**任務目標**
**a.** 判斷以下三項說法是否與關於美國州立法的文字相符,逐項回答「是」或「否」,並原文引出據以判斷的字句:(i) 印第安納州在1851年引入了非人格化規則;(ii) 1851年之前,一般立法占所有法律的一半以上;(iii) 文中認為印第安納州是個特例。
**b.** 把關於美國州立法的文字中以「更細致研究又得出了什么結論呢」開頭的段落改寫成條列形式,保留主要事實。
**c.** 從關於美國州立法的文字最後一句之後續寫下去。

**摘錄文本**
%%

更細致研究又得出了什么結論呢?在實施非人格化規則之前,美國的州立法機構時常制定私人的、特殊的和地方性的法律,分別適用于特定個人、組織和地方。這些法律是精心設計的身份規則。在印第安納州1851年引入非人格化規則之前,其75%甚至更多的立法是私人的、特殊的和地方性的。1851年之前,一般立法在所有法律中的占比不到10%,但在1851年之后,一般立法的占比提升至1/3~2/3,其他的大多數法律則主要與州政府的財政和管理相關(Lamoreaux and Wallis,2021)。印第安納州是一個典型,而非特例。

%%

**收集資料**
%%

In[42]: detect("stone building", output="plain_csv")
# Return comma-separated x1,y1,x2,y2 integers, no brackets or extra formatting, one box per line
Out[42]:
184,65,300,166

%%

**練習結果**
**a.**
(i) 是:「在印第安納州1851年引入非人格化規則之前」
(ii) 否:「1851年之前,一般立法在所有法律中的占比不到10%」
(iii) 否:「印第安納州是一個典型,而非特例。」

**b.**
- 實施非人格化規則前,美國州立法機構常制定私人的、特殊的和地方性的法律,分別適用於特定個人、組織和地方,這些法律是精心設計的身份規則。
- 印第安納州於1851年引入非人格化規則,此前其75%甚至更多的立法屬於私人的、特殊的和地方性的法律。
- 1851年前,一般立法占所有法律不到10%;1851年後升至1/3~2/3,其餘法律多與州政府的財政和管理相關(Lamoreaux and Wallis,2021)。
- 印第安納州是典型,而非特例。

**c.**
在英國,朱利安·霍皮特(Julian Hoppit,2017,第53頁)近期的研究發現“根據預定管轄范圍區分‘一般’立法和‘特殊’立法會更有幫助,當時某些立法就可以被有效地做這樣的區分”。1660—1800年,英國議會共通過14 217部法律,其中10 290部或73%的法律是為了給予特定個人、組織或地方政府優待的特殊立法。衡量特殊立法在英國減少的程度并非易事,因為用于描述議會立法的詞語并不能完全反映身份規則和非人格化規則的區別。但到了19世紀末,外部黨派為某個特定組織或地區而引入的私人立法已幾乎不復存在。

英國和美國各州在引入非人格化規則前后形成了不同的立法模式。類似地,政黨和政黨體制的組織形式也發生了顯著變化。這些政治變化的結果對經濟發展產生了什么影響呢?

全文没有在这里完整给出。